> What this task involves
State how many lines in the entries below contain the word "parking", treating uppercase and lowercase as different. Give only the number.

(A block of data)
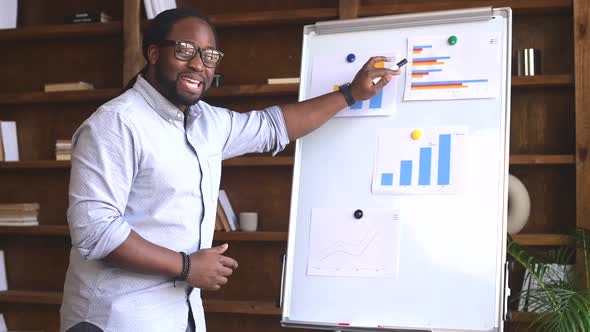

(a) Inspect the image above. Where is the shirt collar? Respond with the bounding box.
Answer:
[133,75,201,122]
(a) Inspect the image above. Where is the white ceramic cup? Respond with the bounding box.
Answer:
[240,212,258,232]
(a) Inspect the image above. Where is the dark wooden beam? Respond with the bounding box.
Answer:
[122,0,145,86]
[340,0,360,20]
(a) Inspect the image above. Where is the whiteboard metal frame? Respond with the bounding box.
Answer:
[279,7,512,332]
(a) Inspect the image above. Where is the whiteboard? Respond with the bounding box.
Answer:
[281,7,511,331]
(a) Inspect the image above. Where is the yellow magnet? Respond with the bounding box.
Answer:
[412,129,422,140]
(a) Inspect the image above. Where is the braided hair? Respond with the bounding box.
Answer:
[125,8,217,90]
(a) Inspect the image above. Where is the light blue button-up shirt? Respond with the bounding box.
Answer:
[61,76,289,332]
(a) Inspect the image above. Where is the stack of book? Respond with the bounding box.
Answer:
[0,203,39,226]
[55,139,72,160]
[215,190,238,232]
[43,81,94,92]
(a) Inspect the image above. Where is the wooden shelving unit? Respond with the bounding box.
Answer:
[512,234,574,247]
[0,290,281,315]
[0,22,123,42]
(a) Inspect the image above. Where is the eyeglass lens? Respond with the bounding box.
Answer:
[175,42,221,67]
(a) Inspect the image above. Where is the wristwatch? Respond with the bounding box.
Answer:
[338,83,356,106]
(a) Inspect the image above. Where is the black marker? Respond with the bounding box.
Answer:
[373,59,408,84]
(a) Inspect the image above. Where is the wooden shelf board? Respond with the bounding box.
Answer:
[0,290,63,304]
[0,156,294,169]
[358,0,573,17]
[0,89,122,105]
[0,225,70,236]
[512,234,575,246]
[0,22,123,41]
[210,8,338,28]
[0,225,288,242]
[203,299,282,316]
[213,231,289,242]
[512,74,574,88]
[205,83,299,99]
[510,154,576,165]
[507,311,537,323]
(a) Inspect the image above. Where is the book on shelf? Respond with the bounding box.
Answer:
[0,121,19,161]
[44,81,94,92]
[143,0,176,20]
[0,203,39,226]
[0,0,18,29]
[266,77,300,84]
[55,140,72,160]
[0,250,8,291]
[64,11,113,23]
[219,189,238,231]
[217,200,232,232]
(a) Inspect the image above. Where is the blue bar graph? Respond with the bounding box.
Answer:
[437,134,451,185]
[381,173,393,186]
[418,148,432,186]
[399,160,412,186]
[350,89,383,110]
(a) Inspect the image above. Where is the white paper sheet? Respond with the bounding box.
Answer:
[310,52,400,116]
[372,128,467,195]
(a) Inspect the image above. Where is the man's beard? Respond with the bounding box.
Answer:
[156,63,206,106]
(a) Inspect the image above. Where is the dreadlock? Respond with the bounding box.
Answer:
[125,8,217,90]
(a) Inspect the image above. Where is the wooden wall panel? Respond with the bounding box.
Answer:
[217,25,303,84]
[203,241,287,303]
[510,88,575,154]
[0,168,70,225]
[221,166,293,232]
[512,16,574,75]
[0,235,71,292]
[0,36,123,93]
[176,0,338,15]
[17,0,123,27]
[0,303,59,332]
[0,106,96,161]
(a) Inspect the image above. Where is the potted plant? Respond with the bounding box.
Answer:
[507,228,590,332]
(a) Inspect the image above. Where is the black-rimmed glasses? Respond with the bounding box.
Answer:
[159,40,223,68]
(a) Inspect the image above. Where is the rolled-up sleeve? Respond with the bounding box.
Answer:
[68,109,137,259]
[223,106,289,159]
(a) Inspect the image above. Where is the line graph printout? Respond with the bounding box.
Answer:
[372,128,467,195]
[307,208,400,277]
[404,33,501,101]
[309,52,400,117]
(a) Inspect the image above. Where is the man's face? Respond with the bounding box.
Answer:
[155,17,216,106]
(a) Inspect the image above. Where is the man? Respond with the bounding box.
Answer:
[61,5,399,332]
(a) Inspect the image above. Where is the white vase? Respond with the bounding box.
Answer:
[508,174,531,234]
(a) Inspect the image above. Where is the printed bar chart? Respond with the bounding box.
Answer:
[418,148,432,186]
[404,33,500,100]
[373,128,466,194]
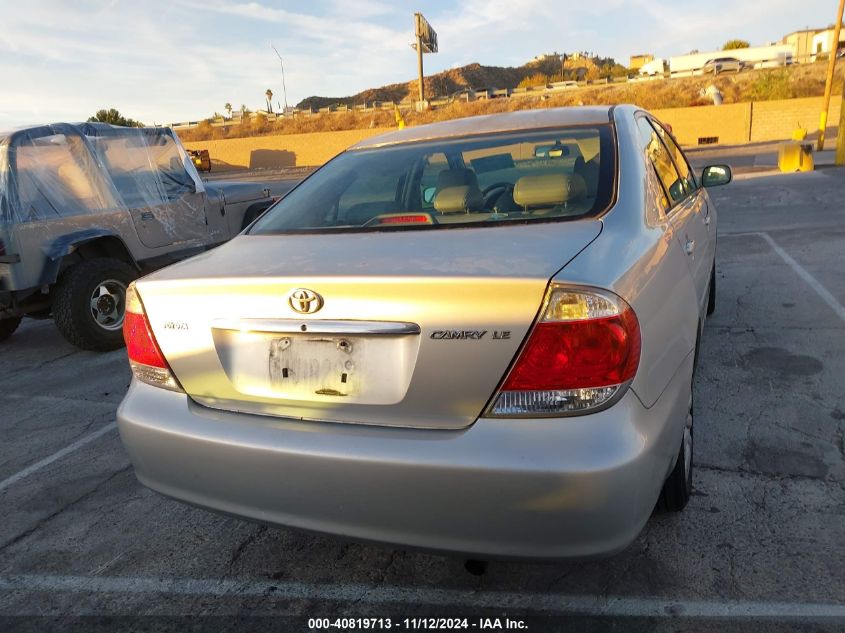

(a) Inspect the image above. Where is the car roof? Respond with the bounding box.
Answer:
[350,106,613,150]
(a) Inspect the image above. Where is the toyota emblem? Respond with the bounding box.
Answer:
[288,288,323,314]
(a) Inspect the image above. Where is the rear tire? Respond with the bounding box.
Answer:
[657,386,693,512]
[241,200,273,231]
[0,317,21,341]
[707,264,716,316]
[53,257,137,352]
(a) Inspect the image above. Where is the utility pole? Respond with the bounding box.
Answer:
[270,44,288,114]
[417,32,425,103]
[816,0,845,152]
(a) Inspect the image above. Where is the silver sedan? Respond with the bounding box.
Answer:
[118,106,730,559]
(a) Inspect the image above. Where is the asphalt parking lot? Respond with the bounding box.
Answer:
[0,169,845,631]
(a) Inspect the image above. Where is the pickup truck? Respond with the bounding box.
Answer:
[0,123,273,351]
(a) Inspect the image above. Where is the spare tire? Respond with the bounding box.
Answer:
[53,257,138,352]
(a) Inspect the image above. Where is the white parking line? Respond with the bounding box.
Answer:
[720,231,845,321]
[0,422,117,492]
[0,574,845,620]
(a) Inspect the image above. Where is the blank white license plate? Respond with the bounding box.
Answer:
[269,335,368,397]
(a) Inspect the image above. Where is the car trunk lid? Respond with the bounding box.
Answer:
[138,220,601,428]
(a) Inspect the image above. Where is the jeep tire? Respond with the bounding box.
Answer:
[53,258,138,352]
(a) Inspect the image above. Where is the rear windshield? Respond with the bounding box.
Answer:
[249,125,616,235]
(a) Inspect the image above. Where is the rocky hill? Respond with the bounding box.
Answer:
[297,57,612,110]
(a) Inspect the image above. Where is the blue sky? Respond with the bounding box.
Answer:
[0,0,836,129]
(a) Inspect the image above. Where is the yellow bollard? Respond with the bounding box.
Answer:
[778,142,815,172]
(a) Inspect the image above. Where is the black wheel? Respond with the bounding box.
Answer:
[53,258,137,352]
[707,264,716,316]
[0,317,21,341]
[657,388,693,512]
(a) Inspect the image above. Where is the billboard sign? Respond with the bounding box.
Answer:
[414,13,437,53]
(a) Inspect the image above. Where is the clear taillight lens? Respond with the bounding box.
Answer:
[488,286,640,417]
[123,284,182,391]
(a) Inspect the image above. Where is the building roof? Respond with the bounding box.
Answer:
[351,106,613,150]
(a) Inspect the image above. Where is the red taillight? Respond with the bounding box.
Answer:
[123,284,182,391]
[490,287,640,416]
[503,308,640,390]
[123,312,167,369]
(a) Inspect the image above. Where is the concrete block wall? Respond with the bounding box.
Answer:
[653,103,751,146]
[750,95,842,143]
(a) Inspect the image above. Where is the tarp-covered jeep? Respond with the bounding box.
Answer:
[0,123,272,351]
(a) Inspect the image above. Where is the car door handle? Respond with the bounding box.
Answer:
[211,317,421,336]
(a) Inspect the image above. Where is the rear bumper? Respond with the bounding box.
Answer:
[118,355,692,559]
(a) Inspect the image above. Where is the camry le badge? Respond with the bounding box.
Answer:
[288,288,323,314]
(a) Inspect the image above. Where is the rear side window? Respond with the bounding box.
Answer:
[637,117,689,209]
[14,134,119,221]
[654,125,698,193]
[250,125,616,234]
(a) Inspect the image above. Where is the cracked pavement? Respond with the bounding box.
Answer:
[0,169,845,630]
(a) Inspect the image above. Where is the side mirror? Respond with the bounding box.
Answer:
[701,165,733,187]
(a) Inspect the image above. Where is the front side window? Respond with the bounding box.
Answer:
[250,125,616,234]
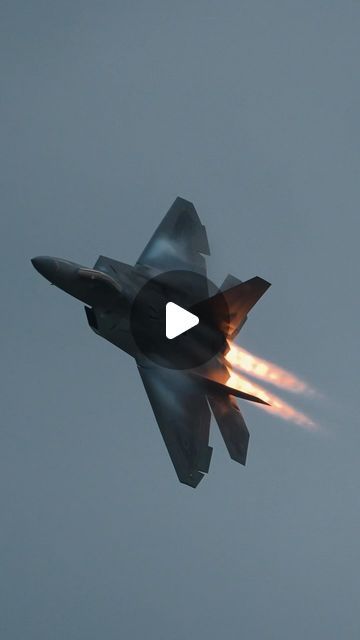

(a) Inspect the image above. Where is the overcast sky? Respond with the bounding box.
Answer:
[0,0,360,640]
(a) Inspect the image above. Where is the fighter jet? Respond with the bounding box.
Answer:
[32,197,270,488]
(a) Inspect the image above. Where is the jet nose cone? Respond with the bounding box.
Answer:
[31,256,59,280]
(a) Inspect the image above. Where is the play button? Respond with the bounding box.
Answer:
[165,302,199,340]
[130,270,228,369]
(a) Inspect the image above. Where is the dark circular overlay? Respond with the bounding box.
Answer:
[130,271,229,369]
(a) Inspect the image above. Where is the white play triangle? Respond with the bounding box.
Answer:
[165,302,199,340]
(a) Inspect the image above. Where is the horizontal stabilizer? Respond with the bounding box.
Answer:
[191,276,270,338]
[209,396,249,464]
[191,373,269,405]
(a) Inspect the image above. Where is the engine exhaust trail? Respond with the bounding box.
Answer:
[225,342,314,395]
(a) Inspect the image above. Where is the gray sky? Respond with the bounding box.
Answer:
[0,0,360,640]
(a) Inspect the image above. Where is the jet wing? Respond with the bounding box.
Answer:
[136,198,210,277]
[138,364,212,488]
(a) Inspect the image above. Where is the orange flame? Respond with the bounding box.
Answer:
[226,372,317,430]
[225,342,313,393]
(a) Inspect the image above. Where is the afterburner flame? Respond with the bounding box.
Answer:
[225,342,312,394]
[226,372,317,430]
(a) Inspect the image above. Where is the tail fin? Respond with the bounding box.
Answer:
[192,276,270,338]
[222,276,270,338]
[208,396,249,464]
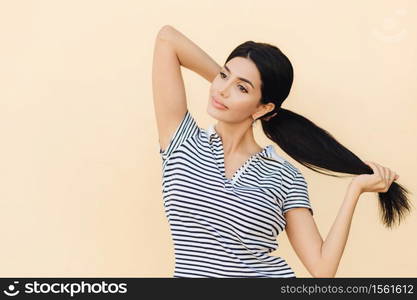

> In response
2